== Article ==
Walt Whitman (May 31, 1819March 26, 1892) was an American poet, essayist, journalist, and humanist born on Long Island, New York. His most famous work is the collection of poetry, Leaves of Grass.

Life

Walt Whitman, age 37, frontispiece

Walt Whitman was born in a white farmhouse near present-day South Huntington, New York, on Long Island, New York, in 1819, the second of nine children. In 1823, the Whitman family moved to Brooklyn. Whitman attended school for only six years before starting work as a printer's apprentice. He was almost entirely self-educated, reading especially the works of Homer, Dante and Shakespeare. After a two year apprenticeship, Whitman moved to New York City and began work in various print shops. In 1835, he returned to Long Island as a country school teacher. Whitman founded and edited a newspaper, the Long-Islander, in his hometown of Huntington in 1838 and 1839. Whitman continued teaching in Long Island until 1841, when he moved back to New York City to work as a printer and journalist. He also did some freelance writing for popular magazines and made political speeches. In 1840, he worked for Martin Van Buren's presidential campaign.

For two years he edited the influential Brooklyn Eagle, but a split in the Democratic party removed Whitman from this job for his support of the Free-Soil party. Between 1841 and 1859, Whitman edited one newspaper in New Orleans (the Crescent), two in New York, and four newspapers in Long Island. The 1840s saw the first fruits of Whitman's long labor of words, with a number of short stories published, beginning in 1841, and one year later the temperance novel Franklin Evans, published in New York, and "The Child's Champion," from 1842.

== Data lines ==
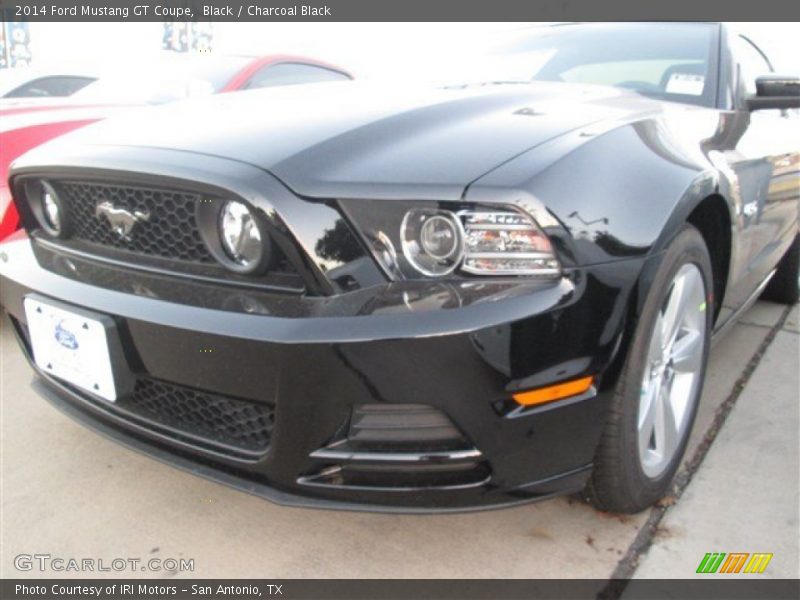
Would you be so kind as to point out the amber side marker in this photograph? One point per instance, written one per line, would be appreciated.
(554, 392)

== Short problem ==
Reproduce the Walt Whitman biography word for word, from its opening sentence through its final one.

== Response below ==
Walt Whitman (May 31, 1819March 26, 1892) was an American poet, essayist, journalist, and humanist born on Long Island, New York. His most famous work is the collection of poetry, Leaves of Grass.

Life

Walt Whitman, age 37, frontispiece

Walt Whitman was born in a white farmhouse near present-day South Huntington, New York, on Long Island, New York, in 1819, the second of nine children. In 1823, the Whitman family moved to Brooklyn. Whitman attended school for only six years before starting work as a printer's apprentice. He was almost entirely self-educated, reading especially the works of Homer, Dante and Shakespeare. After a two year apprenticeship, Whitman moved to New York City and began work in various print shops. In 1835, he returned to Long Island as a country school teacher. Whitman founded and edited a newspaper, the Long-Islander, in his hometown of Huntington in 1838 and 1839. Whitman continued teaching in Long Island until 1841, when he moved back to New York City to work as a printer and journalist. He also did some freelance writing for popular magazines and made political speeches. In 1840, he worked for Martin Van Buren's presidential campaign.

For two years he edited the influential Brooklyn Eagle, but a split in the Democratic party removed Whitman from this job for his support of the Free-Soil party. Between 1841 and 1859, Whitman edited one newspaper in New Orleans (the Crescent), two in New York, and four newspapers in Long Island. The 1840s saw the first fruits of Whitman's long labor of words, with a number of short stories published, beginning in 1841, and one year later the temperance novel Franklin Evans, published in New York, and "The Child's Champion," from 1842.